▸ **EXERCISE TASK**:
Arrange every line of the listing below as a numbered list, leaving out any blank lines.

:: RECORDS PROVIDED ::

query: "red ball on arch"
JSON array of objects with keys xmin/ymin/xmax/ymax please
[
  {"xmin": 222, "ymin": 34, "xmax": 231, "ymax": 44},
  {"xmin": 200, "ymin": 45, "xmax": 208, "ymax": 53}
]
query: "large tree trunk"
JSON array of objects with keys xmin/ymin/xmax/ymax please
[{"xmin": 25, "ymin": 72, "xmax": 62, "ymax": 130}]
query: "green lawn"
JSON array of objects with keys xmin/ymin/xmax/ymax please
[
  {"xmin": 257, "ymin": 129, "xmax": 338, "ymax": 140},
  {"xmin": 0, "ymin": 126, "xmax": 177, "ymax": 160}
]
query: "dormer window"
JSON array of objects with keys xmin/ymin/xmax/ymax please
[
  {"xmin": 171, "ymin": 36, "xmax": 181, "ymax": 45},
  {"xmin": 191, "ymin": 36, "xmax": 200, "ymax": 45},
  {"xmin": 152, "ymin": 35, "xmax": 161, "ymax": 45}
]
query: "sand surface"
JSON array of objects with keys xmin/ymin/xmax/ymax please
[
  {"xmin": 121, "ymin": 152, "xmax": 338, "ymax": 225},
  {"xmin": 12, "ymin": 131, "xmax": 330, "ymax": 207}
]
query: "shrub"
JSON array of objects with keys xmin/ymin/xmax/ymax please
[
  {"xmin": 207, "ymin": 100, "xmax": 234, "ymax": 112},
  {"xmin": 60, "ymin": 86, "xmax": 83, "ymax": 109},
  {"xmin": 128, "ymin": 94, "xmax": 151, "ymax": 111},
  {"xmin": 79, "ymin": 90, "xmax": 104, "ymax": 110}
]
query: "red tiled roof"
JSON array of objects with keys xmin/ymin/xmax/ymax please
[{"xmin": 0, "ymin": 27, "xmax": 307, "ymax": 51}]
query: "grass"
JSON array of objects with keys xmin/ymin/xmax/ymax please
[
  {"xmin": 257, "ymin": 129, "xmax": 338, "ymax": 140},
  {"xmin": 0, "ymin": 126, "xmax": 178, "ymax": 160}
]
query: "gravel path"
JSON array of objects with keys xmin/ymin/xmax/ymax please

:::

▸ **ANSWER TO THE EXERCISE**:
1. query: "red ball on arch"
2. JSON array of objects with keys xmin/ymin/xmax/ymax please
3. [
4.   {"xmin": 222, "ymin": 34, "xmax": 231, "ymax": 44},
5.   {"xmin": 200, "ymin": 45, "xmax": 208, "ymax": 53}
6. ]
7. query: "large tree trunk"
8. JSON array of objects with keys xmin/ymin/xmax/ymax please
9. [{"xmin": 25, "ymin": 72, "xmax": 62, "ymax": 130}]
10. query: "green lawn"
11. JSON array of objects with keys xmin/ymin/xmax/ymax please
12. [
13.   {"xmin": 257, "ymin": 129, "xmax": 338, "ymax": 140},
14.   {"xmin": 0, "ymin": 126, "xmax": 177, "ymax": 160}
15. ]
16. query: "dormer window"
17. JSON array of objects with keys xmin/ymin/xmax/ymax please
18. [
19.   {"xmin": 171, "ymin": 36, "xmax": 181, "ymax": 45},
20.   {"xmin": 191, "ymin": 36, "xmax": 200, "ymax": 45},
21.   {"xmin": 152, "ymin": 35, "xmax": 161, "ymax": 45}
22. ]
23. query: "sand surface"
24. JSON array of objects with keys xmin/ymin/xmax/ymax please
25. [
26.   {"xmin": 121, "ymin": 152, "xmax": 338, "ymax": 225},
27.   {"xmin": 12, "ymin": 131, "xmax": 330, "ymax": 207}
28. ]
29. query: "shrub"
30. JSON array of objects with keys xmin/ymin/xmax/ymax please
31. [
32.   {"xmin": 207, "ymin": 100, "xmax": 234, "ymax": 112},
33.   {"xmin": 60, "ymin": 86, "xmax": 83, "ymax": 109},
34.   {"xmin": 128, "ymin": 94, "xmax": 151, "ymax": 111},
35.   {"xmin": 79, "ymin": 90, "xmax": 104, "ymax": 110}
36. ]
37. query: "red tiled roof"
38. JSON array of objects with keys xmin/ymin/xmax/ymax please
39. [{"xmin": 0, "ymin": 27, "xmax": 307, "ymax": 51}]
40. query: "grass"
41. JSON array of objects with keys xmin/ymin/xmax/ymax please
42. [
43.   {"xmin": 257, "ymin": 129, "xmax": 338, "ymax": 140},
44.   {"xmin": 0, "ymin": 126, "xmax": 178, "ymax": 160}
45. ]
46. query: "gravel path"
47. JSON array of objects with keys xmin/ymin/xmax/ymax please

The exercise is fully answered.